• _SELECTED EXCERPT_:
SECOND TRIAL DATE UNTIL THIRD TRIAL DATE
[24] This period is covered by the waiver, and as such, is excluded from this part of the analysis. On the third trial date, the trial began.
PREJUDICE
[25] The entire period from August 16, 2010 until June 13, 2012, a period of 22 months, is relevant to my assessment of prejudice. Clearly prejudice can be inferred from this period of time. Mr. Vella also attested to the actual financial prejudice caused by multiple trial dates, its impact of his employment and business, all of which evidence I accept. I find that there has been both actual and inferred prejudice caused by the delay in getting this matter to trial. It has had a minimal impact on his security of the person or liberty because his terms of release are not onerous. Delay in bringing this case to trial has moderately impaired Mr. Vella's right to a fair trial. Even though the officers have notes and can be cross-examined, his own recollection of events is bound to have been effected by the passage of time coupled with the acute anxiety he has suffered.

• _SET OF TASKS_:
[a] Write out the court passage on trial delay from "SECOND TRIAL DATE" up to and including "the trial began.".
[b] Extend the court passage on trial delay, starting after its last sentence.

• _RECORD EXCERPTS_:
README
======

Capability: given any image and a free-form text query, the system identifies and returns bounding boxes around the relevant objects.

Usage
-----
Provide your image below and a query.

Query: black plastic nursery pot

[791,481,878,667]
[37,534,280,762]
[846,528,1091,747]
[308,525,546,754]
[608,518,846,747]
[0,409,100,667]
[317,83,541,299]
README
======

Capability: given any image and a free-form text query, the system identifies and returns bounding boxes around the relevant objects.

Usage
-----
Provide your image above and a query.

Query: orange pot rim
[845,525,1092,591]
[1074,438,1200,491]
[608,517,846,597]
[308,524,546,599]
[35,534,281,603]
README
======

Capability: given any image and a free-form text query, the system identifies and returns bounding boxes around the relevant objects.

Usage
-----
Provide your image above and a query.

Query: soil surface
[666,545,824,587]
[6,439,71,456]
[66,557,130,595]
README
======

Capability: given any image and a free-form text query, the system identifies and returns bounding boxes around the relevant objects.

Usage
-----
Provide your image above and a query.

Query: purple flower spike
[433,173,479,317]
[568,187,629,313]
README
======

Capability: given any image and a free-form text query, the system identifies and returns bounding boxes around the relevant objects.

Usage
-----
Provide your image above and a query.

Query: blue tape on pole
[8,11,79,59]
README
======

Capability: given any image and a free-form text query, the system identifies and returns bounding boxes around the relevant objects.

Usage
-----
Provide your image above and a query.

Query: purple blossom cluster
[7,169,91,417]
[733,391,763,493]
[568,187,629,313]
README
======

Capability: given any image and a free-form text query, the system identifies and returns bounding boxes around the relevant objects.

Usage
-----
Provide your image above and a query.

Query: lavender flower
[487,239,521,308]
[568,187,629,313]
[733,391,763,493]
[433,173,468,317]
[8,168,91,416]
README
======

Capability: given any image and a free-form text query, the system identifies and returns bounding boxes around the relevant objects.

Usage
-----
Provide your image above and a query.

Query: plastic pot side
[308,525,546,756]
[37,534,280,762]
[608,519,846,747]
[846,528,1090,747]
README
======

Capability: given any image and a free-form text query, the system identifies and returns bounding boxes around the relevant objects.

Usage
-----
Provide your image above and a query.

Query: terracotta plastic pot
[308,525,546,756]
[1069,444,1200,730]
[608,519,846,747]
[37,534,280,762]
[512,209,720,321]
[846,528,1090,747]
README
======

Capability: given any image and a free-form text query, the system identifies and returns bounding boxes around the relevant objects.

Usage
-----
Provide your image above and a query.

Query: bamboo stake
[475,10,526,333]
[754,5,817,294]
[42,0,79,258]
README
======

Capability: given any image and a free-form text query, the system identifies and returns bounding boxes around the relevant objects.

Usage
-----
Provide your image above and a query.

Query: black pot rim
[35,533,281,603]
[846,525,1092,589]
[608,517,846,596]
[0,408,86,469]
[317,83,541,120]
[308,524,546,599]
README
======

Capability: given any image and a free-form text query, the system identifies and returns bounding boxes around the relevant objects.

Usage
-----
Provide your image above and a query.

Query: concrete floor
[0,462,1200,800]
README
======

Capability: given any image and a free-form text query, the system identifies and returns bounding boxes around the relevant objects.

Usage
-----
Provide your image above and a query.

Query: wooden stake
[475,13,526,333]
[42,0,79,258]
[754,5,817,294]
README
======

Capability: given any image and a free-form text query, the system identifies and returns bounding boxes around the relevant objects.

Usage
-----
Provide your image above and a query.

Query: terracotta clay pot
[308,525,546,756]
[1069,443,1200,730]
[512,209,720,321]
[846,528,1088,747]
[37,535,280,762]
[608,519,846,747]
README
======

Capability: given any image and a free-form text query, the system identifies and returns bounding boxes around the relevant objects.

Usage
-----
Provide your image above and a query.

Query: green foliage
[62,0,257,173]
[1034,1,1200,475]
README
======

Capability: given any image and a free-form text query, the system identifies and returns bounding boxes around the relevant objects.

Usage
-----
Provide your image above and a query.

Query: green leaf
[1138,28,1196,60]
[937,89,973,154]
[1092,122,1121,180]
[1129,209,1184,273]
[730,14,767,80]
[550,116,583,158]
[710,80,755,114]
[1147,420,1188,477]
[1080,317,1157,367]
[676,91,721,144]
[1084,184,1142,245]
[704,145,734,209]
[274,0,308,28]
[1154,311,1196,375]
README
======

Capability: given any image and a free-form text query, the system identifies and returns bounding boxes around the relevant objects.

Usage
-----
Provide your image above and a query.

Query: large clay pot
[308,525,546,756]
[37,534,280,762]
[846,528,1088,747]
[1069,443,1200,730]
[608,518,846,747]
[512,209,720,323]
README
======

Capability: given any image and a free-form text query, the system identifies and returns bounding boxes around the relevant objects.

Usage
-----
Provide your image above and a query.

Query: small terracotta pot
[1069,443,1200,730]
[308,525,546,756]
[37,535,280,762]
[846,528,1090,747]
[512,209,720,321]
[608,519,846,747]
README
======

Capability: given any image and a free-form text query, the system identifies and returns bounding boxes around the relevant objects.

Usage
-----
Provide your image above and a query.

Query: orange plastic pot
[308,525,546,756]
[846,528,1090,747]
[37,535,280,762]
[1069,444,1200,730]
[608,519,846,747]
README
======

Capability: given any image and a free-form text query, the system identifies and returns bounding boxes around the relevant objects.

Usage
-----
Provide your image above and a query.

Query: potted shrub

* * *

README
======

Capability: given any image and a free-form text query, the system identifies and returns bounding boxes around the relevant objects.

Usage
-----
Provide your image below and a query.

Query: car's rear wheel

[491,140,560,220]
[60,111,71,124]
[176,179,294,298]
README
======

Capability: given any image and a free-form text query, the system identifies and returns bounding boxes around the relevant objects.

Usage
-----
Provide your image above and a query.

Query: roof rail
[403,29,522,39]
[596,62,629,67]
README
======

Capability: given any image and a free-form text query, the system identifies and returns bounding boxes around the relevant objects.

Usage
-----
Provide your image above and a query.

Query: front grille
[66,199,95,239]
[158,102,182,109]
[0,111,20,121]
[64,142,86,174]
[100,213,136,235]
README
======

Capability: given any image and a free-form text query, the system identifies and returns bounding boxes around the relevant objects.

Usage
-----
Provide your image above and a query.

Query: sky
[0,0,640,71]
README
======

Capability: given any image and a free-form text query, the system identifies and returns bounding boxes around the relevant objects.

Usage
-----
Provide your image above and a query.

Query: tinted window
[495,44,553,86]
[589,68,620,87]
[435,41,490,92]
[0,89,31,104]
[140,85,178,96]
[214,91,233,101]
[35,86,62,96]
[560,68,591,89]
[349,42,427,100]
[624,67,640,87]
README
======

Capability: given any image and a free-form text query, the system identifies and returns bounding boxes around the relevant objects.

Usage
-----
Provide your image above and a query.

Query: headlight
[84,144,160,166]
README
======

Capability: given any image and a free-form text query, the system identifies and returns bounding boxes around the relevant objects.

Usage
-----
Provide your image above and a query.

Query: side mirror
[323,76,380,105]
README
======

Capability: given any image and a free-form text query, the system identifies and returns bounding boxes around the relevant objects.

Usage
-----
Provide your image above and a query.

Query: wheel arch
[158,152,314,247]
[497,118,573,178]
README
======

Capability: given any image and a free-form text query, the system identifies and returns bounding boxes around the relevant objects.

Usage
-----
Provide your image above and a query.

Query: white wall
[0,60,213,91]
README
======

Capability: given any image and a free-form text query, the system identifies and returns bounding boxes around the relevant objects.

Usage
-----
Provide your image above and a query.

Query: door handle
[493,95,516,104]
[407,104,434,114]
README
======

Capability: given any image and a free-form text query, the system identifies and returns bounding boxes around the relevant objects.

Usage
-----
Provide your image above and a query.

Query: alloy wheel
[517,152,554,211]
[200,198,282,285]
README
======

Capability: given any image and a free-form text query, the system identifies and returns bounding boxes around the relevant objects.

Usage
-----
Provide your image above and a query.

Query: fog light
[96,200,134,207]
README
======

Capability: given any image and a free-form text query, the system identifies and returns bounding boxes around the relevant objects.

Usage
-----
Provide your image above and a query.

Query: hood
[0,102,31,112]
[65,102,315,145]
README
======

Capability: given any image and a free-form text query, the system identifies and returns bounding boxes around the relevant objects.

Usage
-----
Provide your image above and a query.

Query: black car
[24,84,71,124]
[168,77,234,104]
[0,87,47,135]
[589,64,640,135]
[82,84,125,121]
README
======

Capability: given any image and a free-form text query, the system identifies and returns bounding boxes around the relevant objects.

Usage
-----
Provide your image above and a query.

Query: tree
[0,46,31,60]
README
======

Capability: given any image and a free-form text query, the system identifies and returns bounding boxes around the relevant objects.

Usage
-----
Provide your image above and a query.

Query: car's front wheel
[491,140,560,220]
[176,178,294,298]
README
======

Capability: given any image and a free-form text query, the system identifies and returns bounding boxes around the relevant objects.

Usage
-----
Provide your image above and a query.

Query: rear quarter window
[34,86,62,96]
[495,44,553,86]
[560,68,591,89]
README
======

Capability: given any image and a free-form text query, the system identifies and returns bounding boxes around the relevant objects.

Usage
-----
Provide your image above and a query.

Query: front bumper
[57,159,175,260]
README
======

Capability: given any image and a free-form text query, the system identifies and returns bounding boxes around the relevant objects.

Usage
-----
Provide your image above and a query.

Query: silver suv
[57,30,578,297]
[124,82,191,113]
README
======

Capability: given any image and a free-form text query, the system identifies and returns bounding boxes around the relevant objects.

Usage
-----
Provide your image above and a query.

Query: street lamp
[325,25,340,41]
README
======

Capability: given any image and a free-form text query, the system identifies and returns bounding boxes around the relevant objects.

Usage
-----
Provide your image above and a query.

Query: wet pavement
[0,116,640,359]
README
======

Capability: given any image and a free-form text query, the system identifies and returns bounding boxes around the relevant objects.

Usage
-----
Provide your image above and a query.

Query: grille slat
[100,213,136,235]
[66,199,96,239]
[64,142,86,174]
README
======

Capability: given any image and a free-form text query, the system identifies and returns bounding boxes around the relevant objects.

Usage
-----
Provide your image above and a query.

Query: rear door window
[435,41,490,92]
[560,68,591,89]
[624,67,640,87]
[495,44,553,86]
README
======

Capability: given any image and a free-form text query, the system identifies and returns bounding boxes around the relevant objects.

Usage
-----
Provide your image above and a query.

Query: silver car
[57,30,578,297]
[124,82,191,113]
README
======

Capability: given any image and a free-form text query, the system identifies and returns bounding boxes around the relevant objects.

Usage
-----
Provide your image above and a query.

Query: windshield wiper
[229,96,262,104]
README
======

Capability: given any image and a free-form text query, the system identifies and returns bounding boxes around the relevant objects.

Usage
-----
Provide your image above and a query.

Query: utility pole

==

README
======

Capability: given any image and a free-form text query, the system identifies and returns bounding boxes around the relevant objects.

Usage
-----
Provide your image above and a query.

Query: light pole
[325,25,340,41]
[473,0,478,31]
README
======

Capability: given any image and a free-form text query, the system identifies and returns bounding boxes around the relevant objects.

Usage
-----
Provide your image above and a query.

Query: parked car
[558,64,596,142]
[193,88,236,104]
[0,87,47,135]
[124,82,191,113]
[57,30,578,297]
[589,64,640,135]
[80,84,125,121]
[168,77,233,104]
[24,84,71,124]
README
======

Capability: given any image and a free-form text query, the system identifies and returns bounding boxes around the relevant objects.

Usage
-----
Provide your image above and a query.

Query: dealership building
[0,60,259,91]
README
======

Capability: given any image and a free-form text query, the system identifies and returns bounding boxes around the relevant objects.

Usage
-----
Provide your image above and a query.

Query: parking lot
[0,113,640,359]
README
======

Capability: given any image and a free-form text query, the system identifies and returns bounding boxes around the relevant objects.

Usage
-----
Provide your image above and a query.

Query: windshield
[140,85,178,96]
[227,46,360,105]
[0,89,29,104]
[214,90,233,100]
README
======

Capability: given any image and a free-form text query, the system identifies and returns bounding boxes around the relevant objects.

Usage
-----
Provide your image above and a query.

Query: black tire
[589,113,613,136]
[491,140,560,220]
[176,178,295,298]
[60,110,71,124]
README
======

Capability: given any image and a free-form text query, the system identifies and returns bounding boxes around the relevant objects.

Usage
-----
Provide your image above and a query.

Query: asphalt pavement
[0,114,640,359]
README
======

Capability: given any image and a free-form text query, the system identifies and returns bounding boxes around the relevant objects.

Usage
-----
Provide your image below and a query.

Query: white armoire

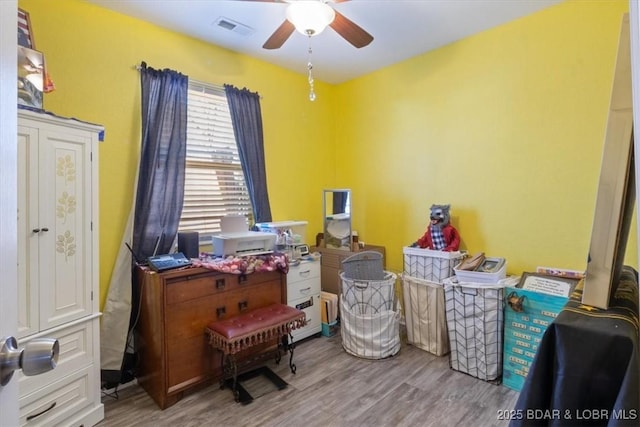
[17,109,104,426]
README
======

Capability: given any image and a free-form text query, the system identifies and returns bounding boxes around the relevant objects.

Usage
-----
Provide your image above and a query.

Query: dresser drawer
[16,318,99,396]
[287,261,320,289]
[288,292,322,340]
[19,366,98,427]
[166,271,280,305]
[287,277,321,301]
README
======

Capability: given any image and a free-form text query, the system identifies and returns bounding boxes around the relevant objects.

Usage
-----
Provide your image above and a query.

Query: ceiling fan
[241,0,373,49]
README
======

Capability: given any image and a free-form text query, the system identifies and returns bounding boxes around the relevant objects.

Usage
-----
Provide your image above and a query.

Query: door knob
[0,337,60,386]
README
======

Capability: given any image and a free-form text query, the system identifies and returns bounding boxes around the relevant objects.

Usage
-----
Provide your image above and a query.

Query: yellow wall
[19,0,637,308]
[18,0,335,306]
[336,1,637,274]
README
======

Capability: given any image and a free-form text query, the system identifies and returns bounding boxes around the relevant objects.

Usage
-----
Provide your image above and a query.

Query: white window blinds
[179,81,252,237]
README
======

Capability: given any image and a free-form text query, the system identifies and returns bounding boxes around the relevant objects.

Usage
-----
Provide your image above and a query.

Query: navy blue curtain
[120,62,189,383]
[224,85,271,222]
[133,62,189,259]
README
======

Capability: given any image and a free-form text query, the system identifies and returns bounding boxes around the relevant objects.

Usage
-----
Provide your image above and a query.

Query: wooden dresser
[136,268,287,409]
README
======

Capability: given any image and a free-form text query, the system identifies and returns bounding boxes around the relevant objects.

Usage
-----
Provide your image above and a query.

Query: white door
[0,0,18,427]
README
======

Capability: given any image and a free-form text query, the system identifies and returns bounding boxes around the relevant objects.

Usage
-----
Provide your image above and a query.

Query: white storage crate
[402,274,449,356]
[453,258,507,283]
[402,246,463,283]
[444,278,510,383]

• _RESPONSES FOR EACH TASK_:
[a]
SECOND TRIAL DATE UNTIL THIRD TRIAL DATE
[24] This period is covered by the waiver, and as such, is excluded from this part of the analysis. On the third trial date, the trial began.

[b]
CONCLUSION
[26] The total institutional delay in this matter after subtracting the neutral period of inherent time requirements is 6 months and 14 days. The neutral and inherent time requirements of the case add up the 3 months and 17 days. The rest of the delay is covered by the waiver. While I accept that there has been actual and inherent prejudice in this case, the amount of institutional delay falls well under the Morin guideline of 8 to 10 months, which I accept is not a limitation period. Even factoring prejudice into the analysis, the prejudice is not so severe as to reduce the minimum end of the guideline from 8 months all the way down to 6 months and 14 days. The societal interest in a trial on the merits in this very serious drinking and driving matter clearly outweigh the moderate prejudice that Mr. Vella has suffered, particularly given an institutional delay that falls far short of the Morin guideline.
[27] For all of these reasons, this s. 11(b) Charter application is dismissed.